# Removing Auger and Driveshaft Assembly



## CaffeineTripp (Nov 13, 2013)

Having a bit of a problem removing the augers and the driveshaft assembly (from gear case to where the pulleys were mounted) on the Gilson 476A. I've follow most of the procedures here, but had to skip some. I removed the transmission, wheels, and whole underside case as one unit since the wheels would not come off. I doubt they've ever been taken off as they are quite rusted on.

The drive friction pulley and auger pulley have been removed and the whole assembly will move about a 1/4" forward and backward from the barrel, but will not come free. I removed the two bolts and plate that were connected to the backside of the auger case around the impeller shaft.


----------



## Shryp (Jan 1, 2011)

I am not familiar with Gilsons, but I would think maybe your bearing that sits between the impeller and the pulley is getting hung up on the shaft? You might need to cut it off and replace it.


----------



## CaffeineTripp (Nov 13, 2013)

Shryp said:


> I am not familiar with Gilsons, but I would think maybe your bearing that sits between the impeller and the pulley is getting hung up on the shaft? You might need to cut it off and replace it.


You are correct! Any idea about how to get it off? Pulley puller? Special tool? Also noticed that there's a circlip behind the front shaft bearing, I'll have to wait until I get more of the points as the ones I have are much too large for the holes on the circlip. There's always something, yeah?


----------



## Shryp (Jan 1, 2011)

I just took an Ariens apart last week and used an angle grinder, hammer and screwdriver on that bearing. The bearing was a little noisy and I knew I could get another one so I just cut it off.


----------



## Spectrum (Jan 6, 2013)

CaffeineTripp said:


> Having a bit of a problem removing the augers and the driveshaft assembly (from gear case to where the pulleys were mounted) on the Gilson 476A. I've follow most of the procedures here, but had to skip some. I removed the transmission, wheels, and whole underside case as one unit since the wheels would not come off. I doubt they've ever been taken off as they are quite rusted on.
> 
> The drive friction pulley and auger pulley have been removed and the whole assembly will move about a 1/4" forward and backward from the barrel, but will not come free. I removed the two bolts and plate that were connected to the backside of the auger case around the impeller shaft.


That's a classic Gilson Unitrol.

Point labeling examples
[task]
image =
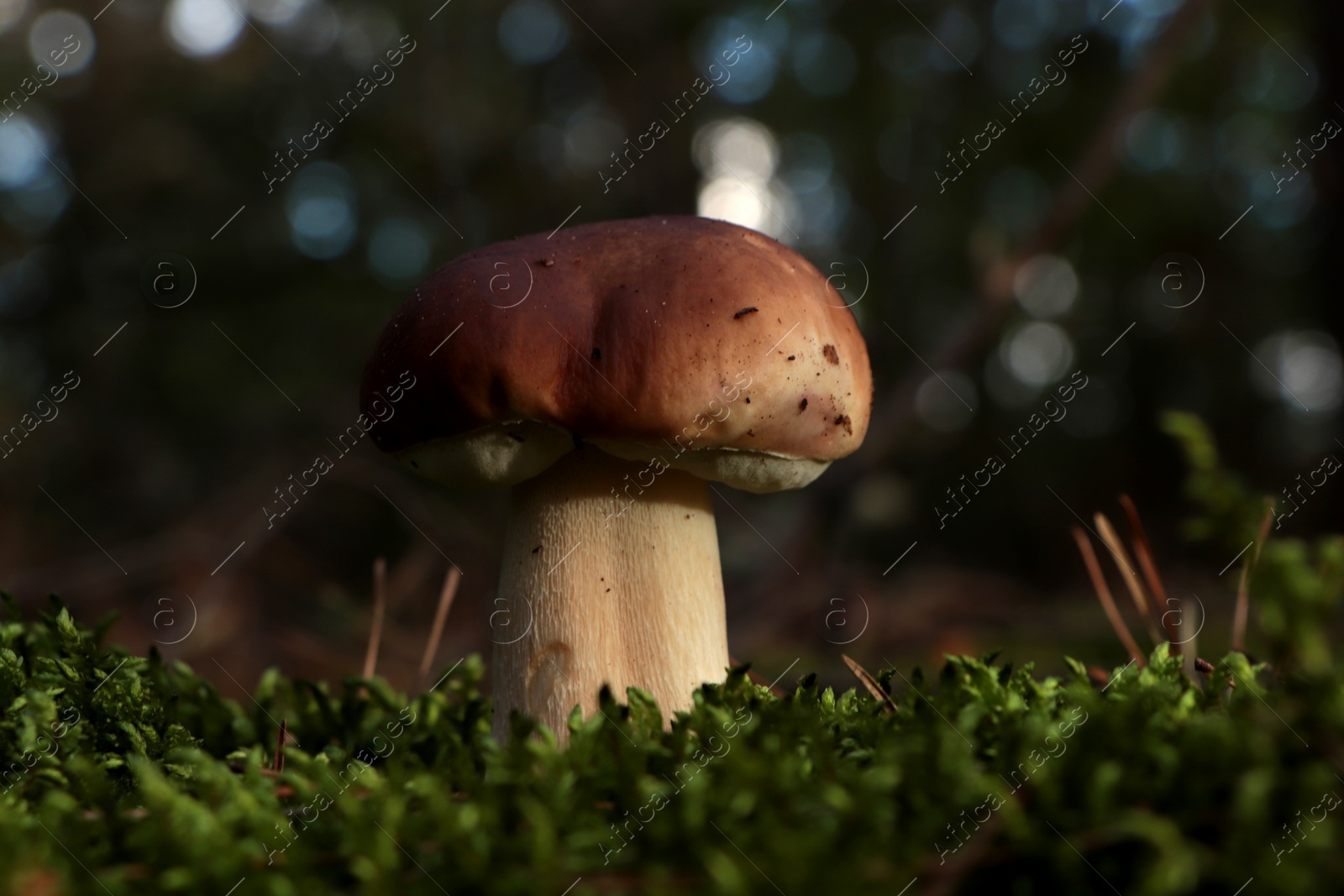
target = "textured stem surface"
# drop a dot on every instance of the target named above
(609, 589)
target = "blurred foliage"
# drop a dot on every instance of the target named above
(1152, 785)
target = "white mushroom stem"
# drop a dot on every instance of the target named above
(624, 593)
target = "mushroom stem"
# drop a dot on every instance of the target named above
(615, 580)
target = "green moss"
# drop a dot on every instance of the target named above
(987, 779)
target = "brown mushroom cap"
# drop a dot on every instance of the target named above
(694, 340)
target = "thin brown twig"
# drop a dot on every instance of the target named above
(445, 602)
(1108, 604)
(279, 765)
(871, 684)
(1126, 571)
(375, 633)
(1243, 593)
(1144, 553)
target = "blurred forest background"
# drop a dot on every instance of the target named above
(1144, 197)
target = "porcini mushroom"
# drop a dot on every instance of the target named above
(608, 374)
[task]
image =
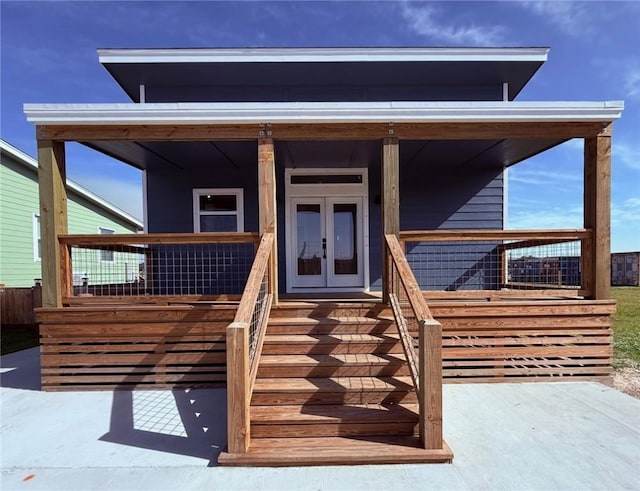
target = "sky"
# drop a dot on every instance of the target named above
(48, 55)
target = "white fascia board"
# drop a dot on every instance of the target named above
(318, 55)
(30, 162)
(310, 112)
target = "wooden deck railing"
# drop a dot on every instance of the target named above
(244, 345)
(409, 305)
(141, 267)
(547, 262)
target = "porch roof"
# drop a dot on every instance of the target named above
(313, 112)
(147, 135)
(177, 68)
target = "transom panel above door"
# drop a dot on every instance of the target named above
(326, 230)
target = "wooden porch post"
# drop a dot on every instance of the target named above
(390, 204)
(238, 419)
(267, 205)
(430, 393)
(597, 213)
(53, 220)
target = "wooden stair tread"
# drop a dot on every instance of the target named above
(337, 359)
(331, 320)
(330, 338)
(330, 413)
(336, 451)
(332, 384)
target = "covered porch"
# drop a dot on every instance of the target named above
(170, 327)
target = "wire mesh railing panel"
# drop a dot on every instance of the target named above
(455, 265)
(199, 269)
(258, 320)
(116, 270)
(549, 265)
(161, 269)
(459, 265)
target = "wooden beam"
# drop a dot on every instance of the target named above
(390, 204)
(324, 131)
(267, 205)
(597, 211)
(238, 423)
(53, 220)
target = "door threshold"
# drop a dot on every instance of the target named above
(332, 296)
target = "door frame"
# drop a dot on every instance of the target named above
(341, 190)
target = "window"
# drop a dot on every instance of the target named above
(106, 256)
(218, 210)
(37, 240)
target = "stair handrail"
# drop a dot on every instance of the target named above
(425, 366)
(245, 336)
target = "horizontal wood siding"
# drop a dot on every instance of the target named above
(170, 182)
(19, 202)
(514, 341)
(125, 347)
(458, 198)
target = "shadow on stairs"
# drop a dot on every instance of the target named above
(333, 388)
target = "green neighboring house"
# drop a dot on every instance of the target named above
(20, 224)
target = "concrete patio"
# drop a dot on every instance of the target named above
(504, 436)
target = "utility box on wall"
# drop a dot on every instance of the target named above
(624, 269)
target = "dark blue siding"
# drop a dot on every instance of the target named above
(433, 195)
(444, 197)
(325, 93)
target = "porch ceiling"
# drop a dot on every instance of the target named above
(435, 154)
(321, 68)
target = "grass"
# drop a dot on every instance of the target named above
(626, 327)
(15, 339)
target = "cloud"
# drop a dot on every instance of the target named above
(426, 20)
(124, 194)
(543, 177)
(631, 81)
(626, 212)
(628, 154)
(555, 217)
(572, 18)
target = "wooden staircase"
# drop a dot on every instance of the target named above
(333, 387)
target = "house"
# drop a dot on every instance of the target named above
(325, 238)
(20, 252)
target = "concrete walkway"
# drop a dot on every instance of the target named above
(504, 436)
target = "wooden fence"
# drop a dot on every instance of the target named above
(134, 346)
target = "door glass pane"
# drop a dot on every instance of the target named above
(344, 240)
(309, 233)
(218, 223)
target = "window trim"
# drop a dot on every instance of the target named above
(37, 242)
(237, 192)
(113, 255)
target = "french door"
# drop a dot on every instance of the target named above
(327, 242)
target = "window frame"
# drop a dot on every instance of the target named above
(111, 231)
(239, 212)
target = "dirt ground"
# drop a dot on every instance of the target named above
(627, 380)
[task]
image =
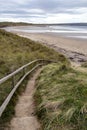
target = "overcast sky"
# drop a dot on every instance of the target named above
(43, 11)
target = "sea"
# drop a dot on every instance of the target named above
(60, 30)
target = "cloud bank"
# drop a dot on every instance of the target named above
(43, 11)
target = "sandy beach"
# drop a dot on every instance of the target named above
(72, 48)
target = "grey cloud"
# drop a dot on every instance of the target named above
(22, 8)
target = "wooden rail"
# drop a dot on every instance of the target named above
(33, 65)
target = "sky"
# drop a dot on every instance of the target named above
(43, 11)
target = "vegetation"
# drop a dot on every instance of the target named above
(84, 64)
(61, 98)
(6, 24)
(16, 51)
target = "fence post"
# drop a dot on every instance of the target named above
(13, 81)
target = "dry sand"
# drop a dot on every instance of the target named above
(24, 118)
(72, 48)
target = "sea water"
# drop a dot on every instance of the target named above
(61, 30)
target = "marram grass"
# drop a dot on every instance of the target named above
(16, 51)
(61, 98)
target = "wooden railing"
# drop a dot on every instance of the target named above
(25, 70)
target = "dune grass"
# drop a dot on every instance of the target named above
(61, 98)
(16, 51)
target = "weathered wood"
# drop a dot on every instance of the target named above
(5, 103)
(38, 62)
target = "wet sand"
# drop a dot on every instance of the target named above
(73, 48)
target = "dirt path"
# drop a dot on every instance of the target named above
(24, 118)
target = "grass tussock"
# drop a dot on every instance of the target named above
(16, 51)
(61, 98)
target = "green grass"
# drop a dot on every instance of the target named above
(7, 24)
(84, 64)
(16, 51)
(61, 98)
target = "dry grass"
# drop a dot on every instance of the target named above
(61, 98)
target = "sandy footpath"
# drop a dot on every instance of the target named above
(72, 48)
(25, 118)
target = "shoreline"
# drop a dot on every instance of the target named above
(74, 49)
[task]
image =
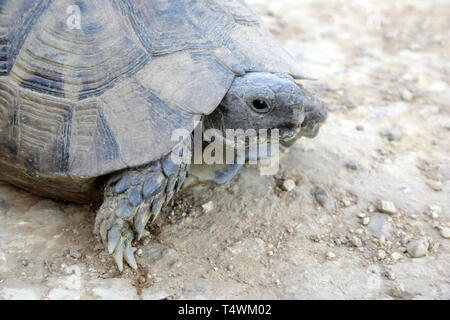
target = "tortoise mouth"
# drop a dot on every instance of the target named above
(288, 136)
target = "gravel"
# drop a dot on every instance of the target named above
(418, 248)
(387, 207)
(289, 185)
(324, 199)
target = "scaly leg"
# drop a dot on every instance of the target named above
(134, 196)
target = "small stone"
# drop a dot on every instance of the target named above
(208, 207)
(346, 202)
(289, 185)
(381, 254)
(397, 291)
(434, 211)
(389, 274)
(445, 232)
(387, 207)
(356, 242)
(418, 248)
(394, 134)
(351, 164)
(324, 199)
(396, 256)
(74, 253)
(330, 255)
(379, 225)
(406, 95)
(436, 185)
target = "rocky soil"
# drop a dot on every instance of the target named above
(368, 207)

__Requirements__.
• 1. In the Gilson auger removal thread, which tools did Shryp use on the bearing of the Ariens?
• 2. From the Gilson auger removal thread, return the passage starting with "You are correct!" and going on through "cut it off.".
• 3. Resume the Gilson auger removal thread from the point where it stops.
The rows have no connection to the forum thread about the Gilson auger assembly.

__Exercise answers__.
• 1. An angle grinder, a hammer and a screwdriver.

• 2.
You are correct! Any idea about how to get it off? Pulley puller? Special tool? Also noticed that there's a circlip behind the front shaft bearing, I'll have to wait until I get more of the points as the ones I have are much too large for the holes on the circlip. There's always something, yeah?


----------



## Shryp (Jan 1, 2011)

I just took an Ariens apart last week and used an angle grinder, hammer and screwdriver on that bearing. The bearing was a little noisy and I knew I could get another one so I just cut it off.

• 3.
It sounds like you are down to the home stretch. Have you removed the eccentric collar from the bearing? Have you removed the auger support bearings up front?

With all that done it's all about getting the bearing to move or removing it. Dress the shaft to remove any setscrew divots or key way deformation. That way if you get it moving it has a clear shot. You need to do this for reassembly anyhow.

If you put some wood blocks under the auger and put the chassis up on its nose you can get the bearing to rise a little. Depending on tolerance of your unit a pickle fork may get it moving.

If that does not do it move straight to precision destruction. An air hammer or drift / cold chisel & striking hammer can shatter the outer race of the bearing. Wear safety glasses! With that off it will slide right out. If the inner race is still hanging tight grind it free with a disc grinder. Think like trimming sideburns.

Above all, do no harm.

Pete


----------



## Spectrum (Jan 6, 2013)

CaffeineTripp said:


> Also noticed that there's a circlip behind the front shaft bearing.


Really? I'm not picturing this.


----------



## CaffeineTripp (Nov 13, 2013)

Spectrum said:


> Really? I'm not picturing this.


I'll see if I can snag a picture of it this afternoon. Maybe I'm not describing where it is correctly? Anyway, I'll get a picture of it.

Thank you for all the help!


----------



## greatwhitebuffalo (Feb 11, 2014)

Gilsons are built tough, very thick metal and cast, and very durable machines. the super-dreadnoughts of snowblowers.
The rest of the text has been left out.